• SUPPLIED TEXT:
🌍 Python SDK for Palabra AI's real-time speech-to-speech translation API
🚀 Break down language barriers and enable seamless communication across 25+ languages
🎯 The Palabra AI Python SDK provides a high-level API for integrating real-time speech-to-speech translation into your Python applications.
✨ What can Palabra.ai do?
- ⚡ Real-time speech-to-speech translation with near-zero latency
- 🎙️ Auto voice cloning - speak any language in YOUR voice
- 🔄 Two-way simultaneous translation for live discussions
- 🚀 Developer API/SDK for building your own apps
- 🎯 Works everywhere - Zoom, streams, events, any platform
- 🔒 Zero data storage - your conversations stay private
🔧 This SDK focuses on making real-time translation simple and accessible:
- 🛡️ Uses WebRTC and WebSockets under the hood
- ⚡ Abstracts away all complexity
- 🎮 Simple configuration with source/target languages
- 🎤 Supports multiple input/output adapters (microphones, speakers, files, buffers)
📊 How it works:
- 🎤 Configure input/output adapters
- 🔄 SDK handles the entire pipeline
- 🎯 Automatic transcription, translation, and synthesis
- 🔊 Real-time audio stream ready for playback
💡 All with just a few lines of code!
pip install palabra-ai
from palabra_ai import (PalabraAI, Config, SourceLang, TargetLang,
EN, ES, DeviceManager)
palabra = PalabraAI()
dm = DeviceManager()
mic, speaker = dm.select_devices_interactive()
cfg = Config(SourceLang(EN, mic), [TargetLang(ES, speaker)])
palabra.run(cfg)
⚙️ Set your API credentials as environment variables:
export PALABRA_API_KEY=your_api_key
export PALABRA_API_SECRET=your_api_secret
from palabra_ai import (PalabraAI, Config, SourceLang, TargetLang,
FileReader, FileWriter, EN, ES)
palabra = PalabraAI()
reader = FileReader("./speech/es.mp3")
writer = FileWriter("./es2en_out.wav")
cfg = Config(SourceLang(ES, reader), [TargetLang(EN, writer)])
palabra.run(cfg)
from palabra_ai import (PalabraAI, Config, SourceLang, TargetLang,
FileReader, FileWriter, EN, ES, FR, DE)
palabra = PalabraAI()

• WORKING DATA:
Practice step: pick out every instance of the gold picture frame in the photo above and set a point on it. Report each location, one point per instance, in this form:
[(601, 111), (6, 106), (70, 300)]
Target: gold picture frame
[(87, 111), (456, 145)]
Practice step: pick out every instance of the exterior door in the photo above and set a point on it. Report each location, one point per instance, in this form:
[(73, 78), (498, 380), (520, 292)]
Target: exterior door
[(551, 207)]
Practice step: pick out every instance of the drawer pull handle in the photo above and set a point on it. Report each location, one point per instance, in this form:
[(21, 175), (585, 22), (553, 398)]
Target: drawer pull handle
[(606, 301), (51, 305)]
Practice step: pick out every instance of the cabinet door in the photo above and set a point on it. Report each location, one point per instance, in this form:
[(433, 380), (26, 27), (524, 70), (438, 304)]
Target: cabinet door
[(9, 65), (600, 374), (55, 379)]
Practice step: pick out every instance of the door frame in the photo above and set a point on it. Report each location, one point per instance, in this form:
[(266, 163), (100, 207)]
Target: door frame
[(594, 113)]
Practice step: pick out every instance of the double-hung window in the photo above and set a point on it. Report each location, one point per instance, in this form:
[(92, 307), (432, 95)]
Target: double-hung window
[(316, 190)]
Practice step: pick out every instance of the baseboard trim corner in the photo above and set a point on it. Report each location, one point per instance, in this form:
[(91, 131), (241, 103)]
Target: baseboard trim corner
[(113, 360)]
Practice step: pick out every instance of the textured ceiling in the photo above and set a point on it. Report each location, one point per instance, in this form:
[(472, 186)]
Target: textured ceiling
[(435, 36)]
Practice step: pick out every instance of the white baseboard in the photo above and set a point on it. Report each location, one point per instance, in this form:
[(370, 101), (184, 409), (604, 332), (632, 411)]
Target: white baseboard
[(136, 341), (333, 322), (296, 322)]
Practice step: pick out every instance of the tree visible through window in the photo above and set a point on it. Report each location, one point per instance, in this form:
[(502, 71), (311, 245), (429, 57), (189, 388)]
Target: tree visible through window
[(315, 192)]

• EXERCISE TASK 1:
Rewrite the Palabra AI SDK text from "pip install palabra-ai" up to and including "dm = DeviceManager()", swapping "DeviceManager" for "AudioDeviceManager".
• EXERCISE TASK 2:
Please reproduce the records word for word, from their start up to and including the line with "[(594, 113)]".
The Palabra AI SDK text and the records have no connection to each other.

• RESULT 1:
pip install palabra-ai
from palabra_ai import (PalabraAI, Config, SourceLang, TargetLang,
EN, ES, AudioDeviceManager)
palabra = PalabraAI()
dm = AudioDeviceManager()

• RESULT 2:
Practice step: pick out every instance of the gold picture frame in the photo above and set a point on it. Report each location, one point per instance, in this form:
[(601, 111), (6, 106), (70, 300)]
Target: gold picture frame
[(87, 111), (456, 145)]
Practice step: pick out every instance of the exterior door in the photo above and set a point on it. Report each location, one point per instance, in this form:
[(73, 78), (498, 380), (520, 292)]
Target: exterior door
[(551, 207)]
Practice step: pick out every instance of the drawer pull handle in the photo above and set a point on it. Report each location, one point per instance, in this form:
[(21, 175), (585, 22), (553, 398)]
Target: drawer pull handle
[(606, 301), (51, 305)]
Practice step: pick out every instance of the cabinet door in the photo above and set a point on it. Report each location, one point per instance, in this form:
[(433, 380), (26, 27), (524, 70), (438, 304)]
Target: cabinet door
[(9, 65), (600, 374), (55, 379)]
Practice step: pick out every instance of the door frame in the photo above and set a point on it. Report each location, one point per instance, in this form:
[(266, 163), (100, 207)]
Target: door frame
[(594, 113)]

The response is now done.